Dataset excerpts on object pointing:
——
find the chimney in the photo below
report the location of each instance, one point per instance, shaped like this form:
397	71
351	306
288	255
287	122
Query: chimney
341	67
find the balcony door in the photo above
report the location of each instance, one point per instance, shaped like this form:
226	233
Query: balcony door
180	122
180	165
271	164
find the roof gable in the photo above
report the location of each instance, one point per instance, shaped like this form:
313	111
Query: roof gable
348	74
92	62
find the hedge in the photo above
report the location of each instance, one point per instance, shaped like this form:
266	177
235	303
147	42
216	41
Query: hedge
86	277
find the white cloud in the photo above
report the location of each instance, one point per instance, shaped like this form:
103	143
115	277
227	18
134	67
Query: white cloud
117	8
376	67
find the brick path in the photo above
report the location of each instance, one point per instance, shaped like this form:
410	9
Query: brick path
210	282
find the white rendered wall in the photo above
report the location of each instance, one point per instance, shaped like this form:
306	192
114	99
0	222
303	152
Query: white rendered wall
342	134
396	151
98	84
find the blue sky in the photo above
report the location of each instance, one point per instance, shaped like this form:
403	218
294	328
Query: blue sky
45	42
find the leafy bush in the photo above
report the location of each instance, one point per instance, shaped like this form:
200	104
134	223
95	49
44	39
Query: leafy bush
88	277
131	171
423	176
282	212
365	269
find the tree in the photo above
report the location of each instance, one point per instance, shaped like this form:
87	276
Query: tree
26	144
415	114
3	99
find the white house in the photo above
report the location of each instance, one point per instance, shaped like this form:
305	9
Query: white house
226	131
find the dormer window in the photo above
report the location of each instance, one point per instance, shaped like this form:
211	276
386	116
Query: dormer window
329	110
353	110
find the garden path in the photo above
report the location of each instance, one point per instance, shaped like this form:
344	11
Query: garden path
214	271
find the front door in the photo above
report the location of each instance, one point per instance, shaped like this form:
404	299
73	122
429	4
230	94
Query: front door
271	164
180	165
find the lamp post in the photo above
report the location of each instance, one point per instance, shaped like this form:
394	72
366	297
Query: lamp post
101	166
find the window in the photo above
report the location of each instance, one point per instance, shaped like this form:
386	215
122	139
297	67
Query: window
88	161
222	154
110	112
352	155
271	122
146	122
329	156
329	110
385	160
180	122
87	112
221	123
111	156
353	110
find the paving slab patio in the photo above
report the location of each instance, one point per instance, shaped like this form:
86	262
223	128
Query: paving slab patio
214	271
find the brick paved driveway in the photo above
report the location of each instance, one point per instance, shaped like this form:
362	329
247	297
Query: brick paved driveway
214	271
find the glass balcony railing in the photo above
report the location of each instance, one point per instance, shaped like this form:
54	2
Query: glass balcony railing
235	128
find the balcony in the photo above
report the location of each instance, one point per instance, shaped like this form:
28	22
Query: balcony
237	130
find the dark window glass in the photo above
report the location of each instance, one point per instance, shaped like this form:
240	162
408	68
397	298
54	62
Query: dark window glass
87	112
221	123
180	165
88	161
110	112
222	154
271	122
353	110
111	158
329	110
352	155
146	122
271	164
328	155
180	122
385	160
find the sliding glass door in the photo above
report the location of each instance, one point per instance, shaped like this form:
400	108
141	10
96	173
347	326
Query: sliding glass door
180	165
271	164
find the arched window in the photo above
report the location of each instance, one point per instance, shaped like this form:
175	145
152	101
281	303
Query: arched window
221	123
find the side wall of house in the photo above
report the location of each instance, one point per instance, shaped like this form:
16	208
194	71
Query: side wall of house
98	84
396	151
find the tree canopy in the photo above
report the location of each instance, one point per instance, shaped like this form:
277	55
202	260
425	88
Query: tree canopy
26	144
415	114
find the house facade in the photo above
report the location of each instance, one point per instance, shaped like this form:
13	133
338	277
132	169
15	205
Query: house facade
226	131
——
Directions: Find the line with "find the arched window in the photo above" in the listing above, then write out that line and each remaining line exactly, with no other text.

Problem solution:
find the arched window in the photo above
report the location of each instance, one point per instance, shaped like this form:
175	145
152	101
281	303
Query: arched window
221	123
find the side wall of house in the photo above
report the location of each instance, one point per instance, shaped like this form:
16	208
194	71
Query: side wall of house
98	84
396	151
find the tree canopy in the photo above
report the location of each instance, one point per instance, shaped like this form:
277	55
202	260
425	88
Query: tree canopy
26	144
415	114
find the house facade in the photo above
report the location of each instance, one point per instance, shaped like this form:
13	133
338	277
132	169
15	205
Query: house facade
226	131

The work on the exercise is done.